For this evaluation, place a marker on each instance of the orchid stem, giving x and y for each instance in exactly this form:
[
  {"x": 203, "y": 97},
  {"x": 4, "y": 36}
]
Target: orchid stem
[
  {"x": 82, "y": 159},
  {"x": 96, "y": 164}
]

*INSTRUCTIONS FOR THE TASK*:
Rewrite all of the lines above as a numbered list, leaving out any blank lines.

*WORKED SOLUTION*:
1. For this evaluation, place a marker on each instance of the orchid stem, giving x and y for each instance in exactly this form:
2. [
3.   {"x": 203, "y": 97},
4.   {"x": 4, "y": 36}
5. ]
6. Target: orchid stem
7. [
8.   {"x": 82, "y": 159},
9.   {"x": 96, "y": 164}
10. ]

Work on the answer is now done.